▸ TEXT PASSAGE
<<<<
It’s Business as Usual If You Ignore Income Inequality and Poverty

The latest iteration of the Oregon Business Plan prepared for the 2011 Leadership Summit, a gathering of Oregon business and political leaders, is remarkable for what it leaves out. Put together by the Oregon Business Council, this “policy playbook” not once mentions income inequality or poverty, even as it purports to discuss Oregon’s “economic progress and challenges.”

Prior summit roadmaps have also ignored the inequities of our economic system, but this year the environment is different. The document reads as if the Oregon Business Council failed to notice Occupy Portland’s encampments in the heart of Portland’s business district. Why does the Oregon Business Council find it so difficult to acknowledge the extent to which economic gains of the past few decades have gone to a relative few and left Oregon with more poor?

Over the past three decades, those at the top of Oregon’s income scale — the wealthiest 1 percent — collectively have seen their income soar, while those in the middle have seen their income erode. From 1979 to 2009, the most recent year with data available, the average income for Oregon’s wealthiest 1 percent nearly doubled to about $635,000. Yet over the same time period, the income of the typical Oregonian declined by about 10 percent to $30,327 in 2009.

So, on average, Oregon’s wealthiest top 1 percent were enjoying 21 times the income of a typical Oregonian by 2009. To belong to Oregon’s top 1 percent that year, you would have had to make at least $278,150.

But that’s peanuts compared to the income gains of Oregon’s wealthiest one-tenth of 1 percent, the wealthiest 1 out of every 1,000. This privileged group at the top — roughly 1,600 of Oregon’s 1.6 million taxpayers — had an average income of $2.5 million in 2009, more than triple what it was 30 years earlier.
>>>>
▸ DATA BLOCK
<<<<
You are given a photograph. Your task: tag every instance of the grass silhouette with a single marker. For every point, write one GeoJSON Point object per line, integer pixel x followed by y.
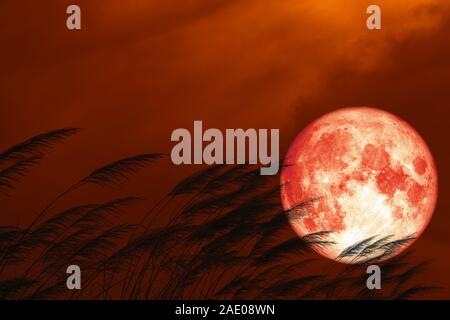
{"type": "Point", "coordinates": [224, 236]}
>>>>
▸ REQUIRED TASKS
A) In the text on Oregon income inequality, what was the average 2009 income of Oregon's wealthiest one-tenth of 1 percent?
B) Continue the text on Oregon income inequality, beginning after its final sentence.
The listing is separate material and is unrelated to the text on Oregon income inequality.

▸ ANSWERS PROVIDED
A) $2.5 million

B)
It is this elite group that would reap the rewards of any tax cut on income from capital gains, a key part of the Oregon Business Plan’s proposal to reform our tax system.

In 2009, the top one-tenth of 1 percent amassed nearly half of all capital gains income. The rest of the top 1 percent collected another 22 percent.

Thus, the top 1 percent reaped a little over two-thirds of all capital gains income in Oregon. The remaining 99 percent (more than 1.5 million tax filers) were left to share the remaining third.

Picture the disparity of capital gains income by imagining a pizza with 10 slices and 1,000 people in the room. Just one person (“Mr. Top One-Tenth of 1 Percent”) takes five slices and leaves. Nine other people (“The Rest of the Top 1 Percent Family”) share two slices as they exit the room. And the other 990 people (“The 99 Percent”) are left to divvy up the remaining three slices.

Still think most Oregonians would get much benefit from a capital gains tax cut?

Since the recession, life has gotten tougher for many Oregonians. While Oregon’s wealthy bask in swollen earnings and capital gains income, an increasing share of Oregonians cannot make ends meet.

Over the course of the recession, Oregon’s poverty rate has risen every year. From 2007 to 2010, nearly 120,000 more Oregonians fell below the poverty line. And many Oregonians who earn enough to rise above the poverty line still struggle to make ends meet.

Income inequality and poverty are central to what ails Oregon’s economy. As the chairman of a Boston-based global investment management firm put it recently, “You can’t run the economy on BMWs alone. If the average person is in a pickle, how do you have a healthy economy?”

That is the question those who gather each year for the Oregon Business Plan’s Leadership Summit ought to be asking. Until they do, however, it will be business as usual — to the detriment of the great majority of Oregonians.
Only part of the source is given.